**Exercises to complete**
[1] In the essay on Psalm 119:175, which Bible version is said to translate the verse literally?
[2] Resume the essay on Psalm 119:175, writing on from its final sentence.

**Page**
ACST Appendix B: Human Mortality (part 2)

SDC11016

These writings were published previously in Afterlife website and/or From Death To Life magazine and/or Henceforth Theological Journal. They appear here as further evidence for the Advent Christian teaching that human beings and other creatures do not presently possess immortality.

 
Let My Soul Live

Let my soul live, and it shall praise You;

And let Your judgments help me. (Psalm

119:175 NKJV).

In a long acrostic poem which mostly praises the word of God, an unknown psalmist asks the LORD to keep him alive, so that he can continue praising him, and continue learning from him. It seems a simple request, and most commentators ignore it. Yet, it has a surprise for the modern Christian. When it is translated literally (as the NKJV does above), it suggests a possibility that popular evangelical Christianity has rejected: the possibility of a soul dying.

What? Did I hear you correctly? Is it possible for a soul to die? Many believe that souls are immortal. Yet this biblical poet does not seem to have gotten the memo. He does not simply say “Let me live” as several modern versions translate it.[1] Nor does he say “May I live” as another version puts it.[2] He is in danger of literal death, from who knows what, and describes that threat as the death of his soul.

Some are quick to say that the author could not possibly mean that he thought his soul could die. Figart, for example, states “…this is not saying that those who have died and are in heaven do not praise the Lord; rather, it simply means that, here on earth when a person dies, his soul leaves his body; thus there is no life in the dead body from which to praise the Lord. So David realized this and wanted to remain alive so he could praise Jehovah before men. ”[3] Likewise, Manton affirms “A man may praise God in Heaven; but from their bodies no service is performed for a long while in the other world; there is no such service there as here; as reducing the stray, instructing the ignorant, propagating godliness to others who want it, by our counsels and example.”[4] Both men suggest that what the psalmist really wanted was for his body to stay alive, because (as everybody knows) the soul of a believer can never die.

But the actual text has the psalmist stubbornly refusing to accept what everybody knows — that his soul’s immortality is a given. Long before the apostle Paul affirmed that God alone has immortality,[5] this Old Testament believer simply prays that his soul continue to live, so that he can continue to worship and learn. Unlike the later Greek philosophers who would suggest that death is an illusion, this Hebrew poet seems to think that death is quite real, and that it would entail that his praising and learning would stop, because his soul (his whole being, including his body) would cease to function. For this Hebrew poet, death is not the gateway to praise, but the interruption of praise. Death is not going to God, where he can get closer to God, but the absence of a relationship with God. He does not want to die and go to heaven, he wants to continue to live so that he can keep his link to heaven.

A block of data
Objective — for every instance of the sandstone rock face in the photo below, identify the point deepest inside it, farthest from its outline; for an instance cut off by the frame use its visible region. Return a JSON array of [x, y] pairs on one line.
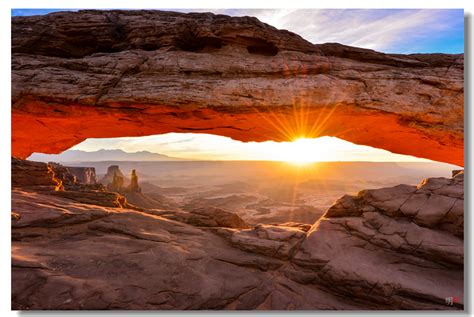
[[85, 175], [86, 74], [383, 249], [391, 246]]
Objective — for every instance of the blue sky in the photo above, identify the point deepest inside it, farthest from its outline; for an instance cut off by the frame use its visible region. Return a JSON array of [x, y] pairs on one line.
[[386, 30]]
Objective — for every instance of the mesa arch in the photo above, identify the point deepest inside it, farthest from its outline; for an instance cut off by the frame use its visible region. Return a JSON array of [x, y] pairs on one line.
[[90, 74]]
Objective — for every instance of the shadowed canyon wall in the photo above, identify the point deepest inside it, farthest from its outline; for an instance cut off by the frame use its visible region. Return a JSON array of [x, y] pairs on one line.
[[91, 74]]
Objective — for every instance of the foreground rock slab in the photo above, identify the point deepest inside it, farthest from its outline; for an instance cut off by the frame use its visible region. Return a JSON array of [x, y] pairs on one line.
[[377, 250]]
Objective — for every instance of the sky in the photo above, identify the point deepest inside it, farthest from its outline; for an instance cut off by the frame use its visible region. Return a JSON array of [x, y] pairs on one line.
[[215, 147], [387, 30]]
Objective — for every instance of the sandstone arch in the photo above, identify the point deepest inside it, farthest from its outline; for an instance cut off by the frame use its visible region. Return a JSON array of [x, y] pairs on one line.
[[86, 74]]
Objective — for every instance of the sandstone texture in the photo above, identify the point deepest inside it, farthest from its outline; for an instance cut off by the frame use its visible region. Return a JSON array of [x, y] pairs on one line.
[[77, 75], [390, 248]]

**Answers per task**
[1] The NKJV.

[2]
This psalmist is not alone in his view of the nature of death. Solomon said: “The living at least know they will die, but the dead know nothing. They have no further reward, nor are they remembered. Whatever they did in their lifetime — loving, hating, envying — is all long gone.”[6] He encouraged people to take advantage of their conscious lives, because “when you go to the grave, there will be no work or planning or knowledge or wisdom.”[7] And this psalmist would add “no praise, and no learning from the word.” Death is not continuing to live; it is an interruption in life.

dying souls

This is not the only place in the Old Testament where souls are said to die. Samson’s last words were not “Let me die with the Philistines” as every major English version translates it. What he actually said was tamut nafshi im-plistim (let my soul die with the Philistines).[8] Samson, like the psalmist, seemed to think that his death would be total.

When Moses commanded “anyone who kills a person” to remain outside the Israelite camp for seven days, his actual words were kol horeg nefesh (anyone who kills a soul).[9] Was Moses deluded? Is it that he merely did not have access to the right theological word-book? Hebrew has several words for body, and flesh. But Moses chose a word that indicated the whole person, the soul (nefesh). He had used that word when he described the creation of Adam. He said “The LORD God formed the man from the soil of the ground and breathed into his nostrils the breath of life, and the man became a living being.”[10] The words translated “living being” are nefesh xayyah – alive soul. Moses defined living people as alive souls, and so dead people would be dead souls. His theology is consistent. It just does not agree with the theology that many have been taught.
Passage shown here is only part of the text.